## Goal of the exercise
Below are some entries; write out each one of them exactly.

## The records
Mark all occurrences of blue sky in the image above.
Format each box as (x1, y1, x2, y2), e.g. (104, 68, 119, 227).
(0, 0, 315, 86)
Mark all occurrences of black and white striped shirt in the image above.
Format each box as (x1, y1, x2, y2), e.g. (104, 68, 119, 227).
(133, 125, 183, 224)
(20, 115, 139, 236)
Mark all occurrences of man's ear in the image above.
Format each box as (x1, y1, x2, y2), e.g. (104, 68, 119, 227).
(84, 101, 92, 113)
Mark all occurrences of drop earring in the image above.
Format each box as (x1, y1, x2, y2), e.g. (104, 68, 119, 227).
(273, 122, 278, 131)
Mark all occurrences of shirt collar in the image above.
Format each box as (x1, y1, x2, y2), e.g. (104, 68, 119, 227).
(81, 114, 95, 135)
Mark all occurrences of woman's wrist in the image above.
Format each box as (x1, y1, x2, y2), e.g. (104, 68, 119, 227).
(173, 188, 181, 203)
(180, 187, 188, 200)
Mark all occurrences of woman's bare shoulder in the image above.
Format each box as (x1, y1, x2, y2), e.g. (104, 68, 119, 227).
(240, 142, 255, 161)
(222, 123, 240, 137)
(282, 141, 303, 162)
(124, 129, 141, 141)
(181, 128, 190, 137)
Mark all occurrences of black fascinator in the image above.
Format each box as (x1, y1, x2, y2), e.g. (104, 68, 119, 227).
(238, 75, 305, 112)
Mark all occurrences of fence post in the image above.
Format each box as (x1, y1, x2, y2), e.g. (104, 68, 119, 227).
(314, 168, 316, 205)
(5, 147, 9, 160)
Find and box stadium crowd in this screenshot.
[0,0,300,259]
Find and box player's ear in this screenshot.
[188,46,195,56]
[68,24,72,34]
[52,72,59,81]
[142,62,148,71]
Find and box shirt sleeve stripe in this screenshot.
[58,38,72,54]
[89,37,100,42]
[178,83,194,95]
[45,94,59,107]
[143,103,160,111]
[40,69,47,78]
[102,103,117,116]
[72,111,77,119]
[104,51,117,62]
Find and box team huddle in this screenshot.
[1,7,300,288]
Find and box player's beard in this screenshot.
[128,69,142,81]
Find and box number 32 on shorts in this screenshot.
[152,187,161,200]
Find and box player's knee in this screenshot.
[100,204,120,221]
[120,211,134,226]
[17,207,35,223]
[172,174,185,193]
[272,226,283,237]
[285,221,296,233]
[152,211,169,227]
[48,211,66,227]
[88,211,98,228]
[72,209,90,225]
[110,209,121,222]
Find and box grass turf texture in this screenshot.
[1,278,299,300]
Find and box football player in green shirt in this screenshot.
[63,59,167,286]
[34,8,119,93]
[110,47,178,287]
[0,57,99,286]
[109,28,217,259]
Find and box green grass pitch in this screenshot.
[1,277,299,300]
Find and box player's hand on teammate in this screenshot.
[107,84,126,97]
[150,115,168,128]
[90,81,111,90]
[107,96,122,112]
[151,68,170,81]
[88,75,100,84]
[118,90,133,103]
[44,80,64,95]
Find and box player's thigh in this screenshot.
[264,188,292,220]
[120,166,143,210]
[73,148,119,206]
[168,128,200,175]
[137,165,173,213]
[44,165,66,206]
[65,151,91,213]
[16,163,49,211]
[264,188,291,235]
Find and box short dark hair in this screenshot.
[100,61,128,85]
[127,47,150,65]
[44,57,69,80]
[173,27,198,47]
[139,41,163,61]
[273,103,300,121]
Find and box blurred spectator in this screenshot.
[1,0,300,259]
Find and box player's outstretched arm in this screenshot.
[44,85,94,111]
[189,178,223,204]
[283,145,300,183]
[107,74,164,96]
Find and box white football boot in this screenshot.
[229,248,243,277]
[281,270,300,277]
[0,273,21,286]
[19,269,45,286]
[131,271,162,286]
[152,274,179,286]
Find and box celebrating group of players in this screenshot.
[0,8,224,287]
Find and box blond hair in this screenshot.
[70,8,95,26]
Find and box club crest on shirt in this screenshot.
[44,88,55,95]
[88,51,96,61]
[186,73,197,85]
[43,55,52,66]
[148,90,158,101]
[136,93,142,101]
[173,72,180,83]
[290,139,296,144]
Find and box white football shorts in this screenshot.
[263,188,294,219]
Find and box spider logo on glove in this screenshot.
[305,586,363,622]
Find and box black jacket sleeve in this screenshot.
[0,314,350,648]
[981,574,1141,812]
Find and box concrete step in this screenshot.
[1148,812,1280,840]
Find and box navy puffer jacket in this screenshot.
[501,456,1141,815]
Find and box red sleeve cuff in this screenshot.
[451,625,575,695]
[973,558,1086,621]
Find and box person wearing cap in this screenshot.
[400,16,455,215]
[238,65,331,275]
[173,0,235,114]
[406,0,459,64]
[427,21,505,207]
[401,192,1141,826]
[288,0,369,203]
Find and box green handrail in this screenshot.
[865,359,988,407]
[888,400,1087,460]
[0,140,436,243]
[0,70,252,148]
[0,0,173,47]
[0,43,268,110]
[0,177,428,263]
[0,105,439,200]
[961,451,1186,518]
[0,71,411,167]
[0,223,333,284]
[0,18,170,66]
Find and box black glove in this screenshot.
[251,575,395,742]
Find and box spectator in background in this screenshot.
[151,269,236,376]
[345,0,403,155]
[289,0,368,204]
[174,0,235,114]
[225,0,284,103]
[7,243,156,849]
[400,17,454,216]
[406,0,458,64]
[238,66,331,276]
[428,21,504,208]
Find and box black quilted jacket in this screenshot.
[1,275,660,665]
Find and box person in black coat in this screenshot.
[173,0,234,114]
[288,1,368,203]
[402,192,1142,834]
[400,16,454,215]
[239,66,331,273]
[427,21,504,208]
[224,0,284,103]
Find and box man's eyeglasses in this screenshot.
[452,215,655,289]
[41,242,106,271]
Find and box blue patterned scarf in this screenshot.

## Exercise response
Mark all occurrences of blue sky in the image above.
Format each box as (x1, y1, x2, y2), e.g. (104, 68, 119, 227).
(0, 0, 315, 86)
Mark all occurrences of black and white striped shirt in the image above.
Format each box as (x1, y1, x2, y2), e.g. (104, 68, 119, 227).
(133, 125, 183, 224)
(20, 115, 139, 236)
Mark all occurrences of man's ear in the image above.
Format each box as (x1, y1, x2, y2), e.g. (104, 68, 119, 227).
(84, 101, 92, 113)
Mark all occurrences of drop earring in the image above.
Format each box as (x1, y1, x2, y2), e.g. (104, 68, 119, 227).
(273, 122, 278, 131)
Mark all occurrences of shirt collar in the image above.
Format each box as (x1, y1, x2, y2), e.g. (104, 68, 119, 227).
(81, 114, 95, 135)
Mark all occurrences of woman's wrist in the image above.
Format each box as (x1, y1, x2, y2), e.g. (104, 68, 119, 227).
(173, 188, 181, 203)
(180, 187, 188, 200)
Mark all occurrences of woman's bare shoulder in the image above.
Format each box as (x1, y1, x2, y2), e.g. (104, 68, 119, 227).
(240, 142, 255, 161)
(222, 123, 240, 137)
(282, 141, 303, 162)
(124, 129, 141, 141)
(181, 128, 190, 137)
Mark all occurrences of black fascinator in the image above.
Format each box as (x1, y1, x2, y2), e.g. (104, 68, 119, 227).
(238, 75, 305, 112)
Mark all occurrences of fence post in the image above.
Format each box as (x1, y1, x2, y2), e.g. (104, 68, 119, 227).
(314, 168, 316, 205)
(5, 147, 9, 160)
Find and box stadium crowd in this screenshot.
[0,0,300,259]
Find and box player's ear in this screenshot.
[188,46,195,56]
[68,24,72,34]
[52,72,59,81]
[142,62,148,71]
Find and box shirt sleeve stripe in this screenshot.
[58,38,72,54]
[89,37,100,42]
[178,83,194,95]
[45,94,59,107]
[143,103,160,111]
[40,69,47,78]
[102,103,117,116]
[72,111,77,119]
[104,51,117,62]
Find and box team huddle in this screenshot.
[1,7,300,288]
Find and box player's beard in this screenshot.
[128,69,142,81]
Find and box number 32 on shorts in this screenshot.
[152,187,161,200]
Find and box player's knee in this screenshot.
[100,204,120,221]
[120,211,134,226]
[17,207,35,223]
[172,174,185,193]
[272,226,283,237]
[285,221,296,233]
[152,211,169,227]
[48,211,66,227]
[88,211,98,228]
[72,209,90,225]
[110,209,121,222]
Find and box grass turf texture in this screenshot.
[1,278,299,300]
Find and box football player in green shirt in this screenshot.
[63,59,167,286]
[34,8,119,93]
[110,47,178,287]
[0,57,99,286]
[109,28,217,259]
Find and box green grass pitch in this screenshot.
[1,277,299,300]
Find and box player's hand on teammate in this screenshot.
[107,84,126,97]
[150,115,168,128]
[90,81,111,90]
[107,96,122,112]
[151,68,170,81]
[88,75,100,84]
[118,90,133,103]
[44,80,64,95]
Find and box player's thigh in this screenshot.
[264,188,292,220]
[120,166,143,210]
[73,148,119,206]
[168,128,200,175]
[137,165,173,213]
[44,165,66,206]
[65,151,91,213]
[16,163,49,211]
[264,188,291,235]
Find and box short dark hair in this screenshot.
[100,61,128,85]
[127,47,150,65]
[44,57,69,80]
[173,27,198,47]
[139,41,163,61]
[273,103,300,121]
Find and box blurred spectator in this screenshot.
[1,0,300,259]
Find and box player's outstretched arm in this screenshot.
[44,85,94,111]
[189,178,223,204]
[283,145,300,183]
[107,74,164,96]
Find and box white football boot in this screenshot.
[229,248,243,277]
[281,270,300,277]
[0,273,21,286]
[19,269,45,286]
[131,271,162,286]
[152,274,179,286]
Find and box celebrating group of players in this screenshot.
[0,8,224,287]
Find and box blond hair in this screenshot.
[70,8,95,26]
Find and box club crest on shirt in this screenshot.
[44,88,55,95]
[88,51,96,61]
[186,73,197,85]
[43,55,52,66]
[148,90,158,101]
[136,93,142,101]
[173,72,180,83]
[290,139,296,144]
Find and box white football shorts in this screenshot.
[263,188,294,219]
Find and box spider logo on glove in this screenshot.
[305,586,363,622]
Find and box black jacket sleeve in this screenshot.
[0,314,350,648]
[981,574,1141,812]
Find and box concrete step in this screenshot.
[1148,812,1280,840]
Find and box navy puffer jacket in this screenshot.
[501,456,1141,815]
Find and box red sleeve cuff in this screenshot.
[451,625,575,695]
[973,558,1086,621]
Find and box person wearing cap in this screenshot.
[400,16,455,215]
[238,65,331,275]
[173,0,235,114]
[406,0,459,64]
[427,21,505,207]
[401,192,1141,826]
[288,0,369,203]
Find and box green handrail in this screenshot.
[865,359,988,407]
[888,400,1087,460]
[0,140,436,243]
[0,70,252,148]
[0,0,173,47]
[0,43,268,110]
[0,177,428,263]
[0,105,439,200]
[961,451,1186,518]
[0,71,411,167]
[0,223,333,284]
[0,18,170,66]
Find and box black glove in this screenshot.
[251,575,395,742]
Find and box spectator in background in this screenshot.
[151,269,236,376]
[345,0,403,155]
[289,0,368,204]
[174,0,235,114]
[225,0,284,103]
[7,243,156,849]
[400,17,454,216]
[406,0,458,64]
[238,66,331,276]
[428,21,504,208]
Find and box black quilted jacket in this screenshot.
[1,275,660,665]
Find and box person in black coat in this screenshot.
[173,0,234,114]
[288,1,368,203]
[402,192,1142,834]
[400,16,454,215]
[239,66,331,273]
[427,21,504,208]
[224,0,284,103]
Find and box man's eyeglasses in this screenshot.
[452,215,655,289]
[41,242,106,271]
Find and box blue patterned scarf in this screenshot.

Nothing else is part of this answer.